What needs to be done
Rewrite the lines below, swapping "vertical post" for "upright pole" wherever it occurs and changing nothing else. Omit the pictures.

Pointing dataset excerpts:
= = = = = = =

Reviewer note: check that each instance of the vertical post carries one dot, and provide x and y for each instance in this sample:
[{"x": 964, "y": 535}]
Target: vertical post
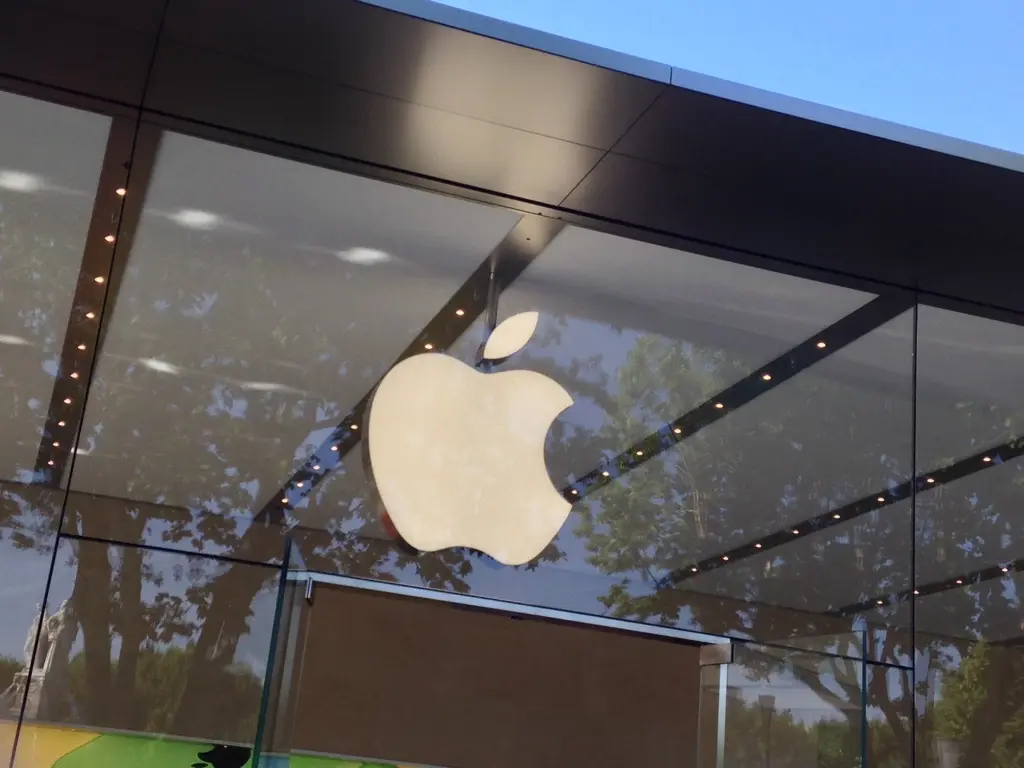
[
  {"x": 715, "y": 660},
  {"x": 271, "y": 667}
]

= = = = = = =

Finished task
Reviewer note: check that each instance of the upright pole carries one dot, and provide x and y for each instance in this sample:
[{"x": 964, "y": 535}]
Target: upright pole
[
  {"x": 715, "y": 660},
  {"x": 271, "y": 667}
]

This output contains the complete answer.